_Stored dataset items_
+ + +

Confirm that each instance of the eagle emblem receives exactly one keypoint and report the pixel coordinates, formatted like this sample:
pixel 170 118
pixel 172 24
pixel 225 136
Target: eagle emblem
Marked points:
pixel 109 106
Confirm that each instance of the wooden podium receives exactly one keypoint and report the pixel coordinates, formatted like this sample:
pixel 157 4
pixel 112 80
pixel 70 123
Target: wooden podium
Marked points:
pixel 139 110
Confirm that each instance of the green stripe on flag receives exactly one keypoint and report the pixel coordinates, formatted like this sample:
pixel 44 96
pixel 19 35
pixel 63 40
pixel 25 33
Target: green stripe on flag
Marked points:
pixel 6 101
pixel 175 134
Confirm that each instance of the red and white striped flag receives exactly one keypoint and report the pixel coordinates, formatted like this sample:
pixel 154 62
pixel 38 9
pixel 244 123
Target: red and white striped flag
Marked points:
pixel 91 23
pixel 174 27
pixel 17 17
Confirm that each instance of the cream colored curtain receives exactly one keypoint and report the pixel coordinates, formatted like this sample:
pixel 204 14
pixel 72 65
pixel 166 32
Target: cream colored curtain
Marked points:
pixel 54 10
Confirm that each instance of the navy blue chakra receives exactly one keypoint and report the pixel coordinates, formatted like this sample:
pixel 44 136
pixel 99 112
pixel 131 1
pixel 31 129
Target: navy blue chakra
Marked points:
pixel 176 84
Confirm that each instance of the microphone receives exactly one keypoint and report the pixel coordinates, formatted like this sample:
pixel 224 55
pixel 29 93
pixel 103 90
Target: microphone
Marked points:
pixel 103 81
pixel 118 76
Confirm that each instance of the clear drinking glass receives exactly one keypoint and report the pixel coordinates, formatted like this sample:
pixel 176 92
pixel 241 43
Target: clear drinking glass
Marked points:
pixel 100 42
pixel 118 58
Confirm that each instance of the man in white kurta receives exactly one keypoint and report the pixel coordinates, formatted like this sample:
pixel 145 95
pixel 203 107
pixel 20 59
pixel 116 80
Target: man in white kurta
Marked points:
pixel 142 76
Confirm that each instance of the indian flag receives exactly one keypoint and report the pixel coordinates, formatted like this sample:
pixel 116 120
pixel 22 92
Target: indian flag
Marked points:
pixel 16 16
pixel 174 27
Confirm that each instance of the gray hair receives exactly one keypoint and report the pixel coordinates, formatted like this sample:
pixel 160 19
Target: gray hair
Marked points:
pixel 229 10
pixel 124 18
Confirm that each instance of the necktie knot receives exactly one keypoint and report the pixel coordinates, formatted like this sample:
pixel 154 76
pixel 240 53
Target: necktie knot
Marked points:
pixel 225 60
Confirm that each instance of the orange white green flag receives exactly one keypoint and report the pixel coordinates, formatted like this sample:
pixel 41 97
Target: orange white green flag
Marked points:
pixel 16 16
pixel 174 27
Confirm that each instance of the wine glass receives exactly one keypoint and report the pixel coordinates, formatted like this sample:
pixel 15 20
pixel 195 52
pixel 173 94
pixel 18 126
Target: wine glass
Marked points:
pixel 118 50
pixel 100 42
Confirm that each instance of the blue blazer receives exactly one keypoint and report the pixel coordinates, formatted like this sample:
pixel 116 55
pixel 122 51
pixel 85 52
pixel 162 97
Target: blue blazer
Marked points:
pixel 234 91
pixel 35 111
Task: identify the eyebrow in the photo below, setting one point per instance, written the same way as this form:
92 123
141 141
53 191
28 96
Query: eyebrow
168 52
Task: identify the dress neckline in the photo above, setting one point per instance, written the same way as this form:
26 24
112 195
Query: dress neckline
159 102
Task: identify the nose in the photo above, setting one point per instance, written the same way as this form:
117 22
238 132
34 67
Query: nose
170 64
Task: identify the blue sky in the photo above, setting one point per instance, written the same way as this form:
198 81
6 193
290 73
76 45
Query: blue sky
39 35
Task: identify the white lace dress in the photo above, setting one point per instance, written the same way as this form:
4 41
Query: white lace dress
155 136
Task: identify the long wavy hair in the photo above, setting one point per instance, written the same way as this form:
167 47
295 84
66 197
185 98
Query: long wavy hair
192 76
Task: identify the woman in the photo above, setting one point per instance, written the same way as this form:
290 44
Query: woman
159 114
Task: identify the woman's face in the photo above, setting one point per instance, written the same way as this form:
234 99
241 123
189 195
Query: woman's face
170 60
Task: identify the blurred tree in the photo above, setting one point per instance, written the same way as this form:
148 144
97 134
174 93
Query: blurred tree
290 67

+ + +

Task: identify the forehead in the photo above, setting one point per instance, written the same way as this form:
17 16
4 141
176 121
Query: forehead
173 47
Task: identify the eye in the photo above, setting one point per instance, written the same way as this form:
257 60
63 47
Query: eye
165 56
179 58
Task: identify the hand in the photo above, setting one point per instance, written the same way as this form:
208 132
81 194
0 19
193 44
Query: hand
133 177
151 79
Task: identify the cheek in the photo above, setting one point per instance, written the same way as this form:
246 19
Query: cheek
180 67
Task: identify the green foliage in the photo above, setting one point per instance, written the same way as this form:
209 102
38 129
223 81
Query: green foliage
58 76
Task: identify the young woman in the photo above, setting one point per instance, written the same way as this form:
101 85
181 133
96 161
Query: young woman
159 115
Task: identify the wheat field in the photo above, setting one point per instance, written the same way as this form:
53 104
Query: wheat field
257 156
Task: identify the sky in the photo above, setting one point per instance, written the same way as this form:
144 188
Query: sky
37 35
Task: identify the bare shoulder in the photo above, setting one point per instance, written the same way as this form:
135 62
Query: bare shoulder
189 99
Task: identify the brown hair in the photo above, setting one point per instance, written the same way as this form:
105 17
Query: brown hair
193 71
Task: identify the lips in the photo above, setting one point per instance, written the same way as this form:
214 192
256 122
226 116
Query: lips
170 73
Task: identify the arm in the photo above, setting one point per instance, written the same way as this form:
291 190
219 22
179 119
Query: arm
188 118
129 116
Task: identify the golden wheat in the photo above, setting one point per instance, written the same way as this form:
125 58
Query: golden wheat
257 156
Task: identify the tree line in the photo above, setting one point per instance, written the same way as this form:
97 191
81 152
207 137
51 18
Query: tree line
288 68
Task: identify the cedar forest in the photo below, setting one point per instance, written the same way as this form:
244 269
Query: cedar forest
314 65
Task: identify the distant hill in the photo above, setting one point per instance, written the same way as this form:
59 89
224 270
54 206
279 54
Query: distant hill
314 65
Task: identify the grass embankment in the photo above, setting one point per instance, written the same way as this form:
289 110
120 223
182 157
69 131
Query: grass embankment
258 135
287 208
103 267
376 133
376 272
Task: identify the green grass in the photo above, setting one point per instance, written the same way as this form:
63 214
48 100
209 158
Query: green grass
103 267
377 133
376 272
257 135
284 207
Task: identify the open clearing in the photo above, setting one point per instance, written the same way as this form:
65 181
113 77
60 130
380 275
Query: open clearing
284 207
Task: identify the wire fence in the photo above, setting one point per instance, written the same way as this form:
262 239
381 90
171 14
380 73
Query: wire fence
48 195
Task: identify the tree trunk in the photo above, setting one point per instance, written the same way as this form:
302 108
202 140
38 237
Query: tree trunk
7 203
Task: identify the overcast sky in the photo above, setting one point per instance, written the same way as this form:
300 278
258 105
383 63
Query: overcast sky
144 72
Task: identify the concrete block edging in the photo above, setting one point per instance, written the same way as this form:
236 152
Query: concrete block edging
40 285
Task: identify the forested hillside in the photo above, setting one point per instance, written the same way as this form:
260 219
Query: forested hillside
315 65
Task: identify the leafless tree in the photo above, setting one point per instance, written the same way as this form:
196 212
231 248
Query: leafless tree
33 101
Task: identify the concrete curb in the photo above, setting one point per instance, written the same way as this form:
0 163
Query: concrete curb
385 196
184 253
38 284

+ + +

_Work order_
A single number is the whole answer: the count of lines above that hold "indian".

_Finished exercise_
2